* AIM OF THE TASK:
Output the data below exactly, images excluded.
-----
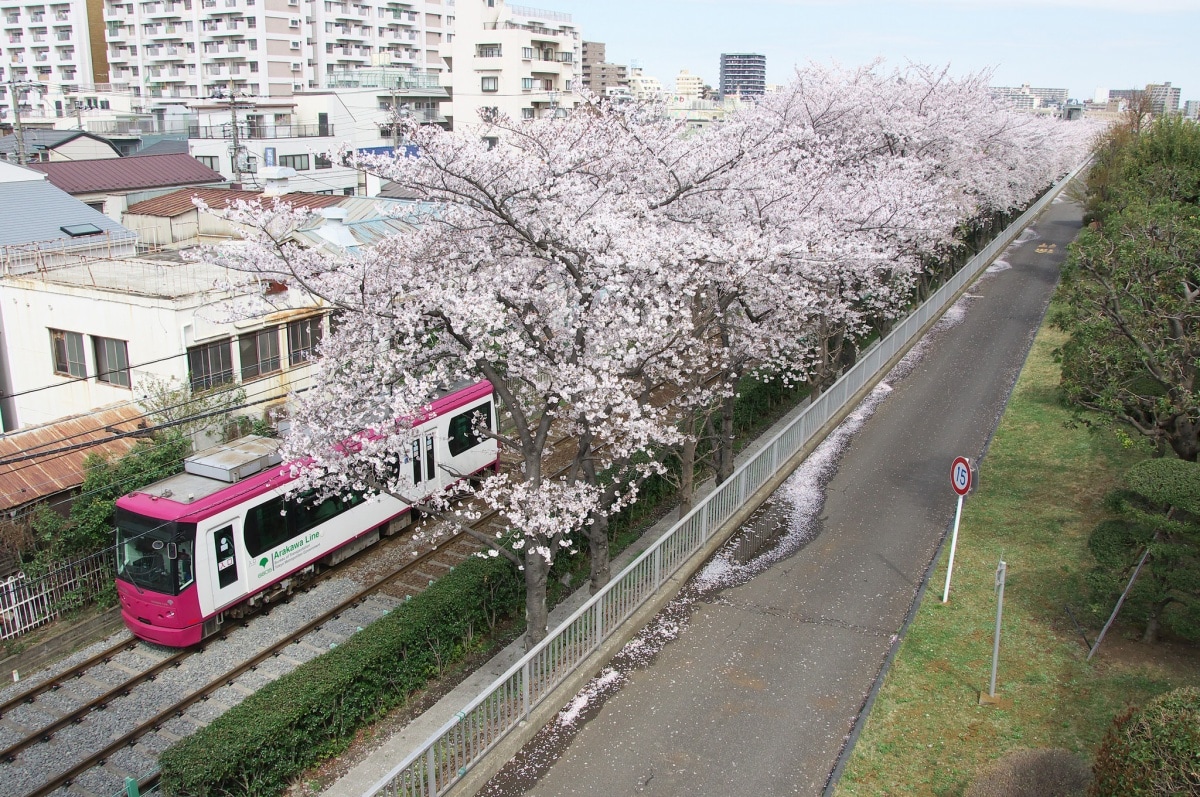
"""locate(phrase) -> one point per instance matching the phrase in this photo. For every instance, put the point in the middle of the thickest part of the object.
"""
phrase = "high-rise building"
(689, 87)
(743, 73)
(1164, 99)
(1027, 97)
(514, 60)
(598, 75)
-----
* RESULT FOR THIS TASK:
"""locate(phrase) -> one point per instance matching the phrase in this photo. For every instance, put the point in the middle of the thickest part of the object.
"""
phrase = "high-rise building"
(689, 87)
(743, 73)
(1164, 99)
(1027, 97)
(514, 60)
(598, 75)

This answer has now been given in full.